■ **Exercise material**:

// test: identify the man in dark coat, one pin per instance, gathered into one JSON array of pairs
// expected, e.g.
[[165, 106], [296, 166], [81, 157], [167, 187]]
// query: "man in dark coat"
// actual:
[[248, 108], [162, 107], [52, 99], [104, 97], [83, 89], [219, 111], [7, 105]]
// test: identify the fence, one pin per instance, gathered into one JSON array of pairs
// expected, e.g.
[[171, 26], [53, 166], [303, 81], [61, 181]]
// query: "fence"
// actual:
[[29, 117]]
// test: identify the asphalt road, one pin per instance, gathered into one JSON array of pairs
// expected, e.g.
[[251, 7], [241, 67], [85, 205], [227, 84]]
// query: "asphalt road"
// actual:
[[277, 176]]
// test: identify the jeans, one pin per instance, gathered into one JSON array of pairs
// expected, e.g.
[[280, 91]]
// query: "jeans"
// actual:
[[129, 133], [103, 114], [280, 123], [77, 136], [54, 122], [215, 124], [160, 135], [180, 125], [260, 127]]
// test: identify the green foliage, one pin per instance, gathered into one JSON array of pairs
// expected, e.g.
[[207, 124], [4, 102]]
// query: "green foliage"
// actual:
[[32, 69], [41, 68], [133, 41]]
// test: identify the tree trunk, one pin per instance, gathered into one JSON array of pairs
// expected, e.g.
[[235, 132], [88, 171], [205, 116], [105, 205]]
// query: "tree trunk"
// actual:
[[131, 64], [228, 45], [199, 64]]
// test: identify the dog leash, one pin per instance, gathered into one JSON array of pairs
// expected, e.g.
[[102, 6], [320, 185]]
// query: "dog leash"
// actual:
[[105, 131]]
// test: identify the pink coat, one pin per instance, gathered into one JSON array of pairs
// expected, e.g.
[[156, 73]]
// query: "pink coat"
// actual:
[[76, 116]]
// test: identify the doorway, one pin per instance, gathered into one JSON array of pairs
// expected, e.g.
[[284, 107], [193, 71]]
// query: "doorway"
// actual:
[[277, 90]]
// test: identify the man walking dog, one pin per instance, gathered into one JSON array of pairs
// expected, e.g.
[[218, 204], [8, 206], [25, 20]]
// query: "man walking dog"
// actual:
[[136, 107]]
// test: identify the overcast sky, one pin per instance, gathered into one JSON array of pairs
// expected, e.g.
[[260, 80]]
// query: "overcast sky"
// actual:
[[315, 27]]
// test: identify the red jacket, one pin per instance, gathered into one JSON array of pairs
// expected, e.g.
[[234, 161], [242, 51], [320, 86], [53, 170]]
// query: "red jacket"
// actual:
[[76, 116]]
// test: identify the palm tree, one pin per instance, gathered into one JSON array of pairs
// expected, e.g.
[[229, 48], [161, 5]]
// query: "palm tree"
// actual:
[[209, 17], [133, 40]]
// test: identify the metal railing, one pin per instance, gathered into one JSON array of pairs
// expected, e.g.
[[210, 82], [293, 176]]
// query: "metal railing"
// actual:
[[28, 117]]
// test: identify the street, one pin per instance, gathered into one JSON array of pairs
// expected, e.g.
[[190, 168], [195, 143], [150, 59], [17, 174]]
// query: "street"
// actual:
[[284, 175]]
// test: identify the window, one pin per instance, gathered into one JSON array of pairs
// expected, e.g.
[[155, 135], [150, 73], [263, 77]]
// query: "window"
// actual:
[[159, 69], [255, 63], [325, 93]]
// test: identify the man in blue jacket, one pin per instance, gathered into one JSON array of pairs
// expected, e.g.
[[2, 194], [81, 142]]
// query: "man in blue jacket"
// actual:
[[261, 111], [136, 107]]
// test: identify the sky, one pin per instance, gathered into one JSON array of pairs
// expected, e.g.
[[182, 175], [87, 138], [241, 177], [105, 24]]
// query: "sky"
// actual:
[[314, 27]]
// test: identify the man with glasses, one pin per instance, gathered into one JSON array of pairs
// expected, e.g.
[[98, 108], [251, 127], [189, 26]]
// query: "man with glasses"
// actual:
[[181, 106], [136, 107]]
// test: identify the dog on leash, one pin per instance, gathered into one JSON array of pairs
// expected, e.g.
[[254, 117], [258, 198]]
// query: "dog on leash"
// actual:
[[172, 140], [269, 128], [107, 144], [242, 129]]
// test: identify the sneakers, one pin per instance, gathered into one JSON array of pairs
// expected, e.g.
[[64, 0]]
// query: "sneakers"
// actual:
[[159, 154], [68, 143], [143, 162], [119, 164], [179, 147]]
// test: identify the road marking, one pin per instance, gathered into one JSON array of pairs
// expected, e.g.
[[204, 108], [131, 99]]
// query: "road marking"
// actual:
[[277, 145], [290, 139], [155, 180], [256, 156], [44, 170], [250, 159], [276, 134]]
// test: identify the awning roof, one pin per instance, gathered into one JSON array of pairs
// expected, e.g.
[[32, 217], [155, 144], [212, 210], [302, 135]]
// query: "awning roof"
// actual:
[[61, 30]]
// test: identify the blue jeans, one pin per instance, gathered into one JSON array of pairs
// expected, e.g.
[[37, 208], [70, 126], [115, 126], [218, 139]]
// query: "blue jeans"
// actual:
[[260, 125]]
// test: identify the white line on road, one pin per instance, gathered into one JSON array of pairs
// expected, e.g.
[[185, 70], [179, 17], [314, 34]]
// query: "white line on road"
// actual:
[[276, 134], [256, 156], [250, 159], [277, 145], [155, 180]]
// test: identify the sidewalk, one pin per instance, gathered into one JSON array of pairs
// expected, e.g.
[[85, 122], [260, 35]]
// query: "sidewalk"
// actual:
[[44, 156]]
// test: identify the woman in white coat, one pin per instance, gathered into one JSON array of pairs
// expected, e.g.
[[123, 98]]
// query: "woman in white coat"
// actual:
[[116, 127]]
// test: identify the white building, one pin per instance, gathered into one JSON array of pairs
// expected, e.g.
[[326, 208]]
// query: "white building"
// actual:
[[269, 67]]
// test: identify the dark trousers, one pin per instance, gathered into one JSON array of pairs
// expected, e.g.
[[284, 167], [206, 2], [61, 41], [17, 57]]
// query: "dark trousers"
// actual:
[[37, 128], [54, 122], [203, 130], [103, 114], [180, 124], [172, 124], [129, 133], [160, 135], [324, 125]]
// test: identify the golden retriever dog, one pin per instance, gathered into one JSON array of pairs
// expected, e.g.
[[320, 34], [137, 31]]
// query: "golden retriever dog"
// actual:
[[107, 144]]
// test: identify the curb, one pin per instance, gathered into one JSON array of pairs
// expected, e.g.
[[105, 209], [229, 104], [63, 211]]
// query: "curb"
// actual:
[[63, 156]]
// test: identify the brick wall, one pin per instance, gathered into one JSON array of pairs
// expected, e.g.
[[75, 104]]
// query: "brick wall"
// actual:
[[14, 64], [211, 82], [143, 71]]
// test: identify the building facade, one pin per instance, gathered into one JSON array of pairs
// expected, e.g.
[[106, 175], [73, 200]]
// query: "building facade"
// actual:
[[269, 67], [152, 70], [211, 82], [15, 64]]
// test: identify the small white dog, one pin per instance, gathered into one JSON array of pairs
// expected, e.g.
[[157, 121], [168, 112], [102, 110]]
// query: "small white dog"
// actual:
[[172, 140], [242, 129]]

■ **What the exercise asks**: Rewrite the rows from the start up to and including the line with "[[277, 176]]", keeping the requests and their sample arrays unchanged. Multiply every point coordinate in the answers by 1.15 and round each to a whole number, with halves rounded up.

■ **Result of this task**:
// test: identify the man in dark coat, one pin per instance, gathered into one JSON array of pairs
// expected, e.g.
[[165, 106], [296, 166], [81, 157], [167, 187]]
// query: "man in dark coat"
// actual:
[[285, 124], [186, 123], [60, 114], [120, 112], [95, 102], [252, 128], [8, 121]]
// test: identify the fence, one pin per instance, gathered into one JSON array of pairs
// expected, e.g.
[[171, 26], [53, 166], [303, 81], [61, 181]]
// query: "fence"
// actual:
[[33, 135]]
// test: identify the asphalt road, one pin per instance, gathered into one JSON array of pairs
// expected, e.g.
[[251, 7], [241, 67], [85, 205], [227, 84]]
// query: "asphalt road"
// actual:
[[319, 202]]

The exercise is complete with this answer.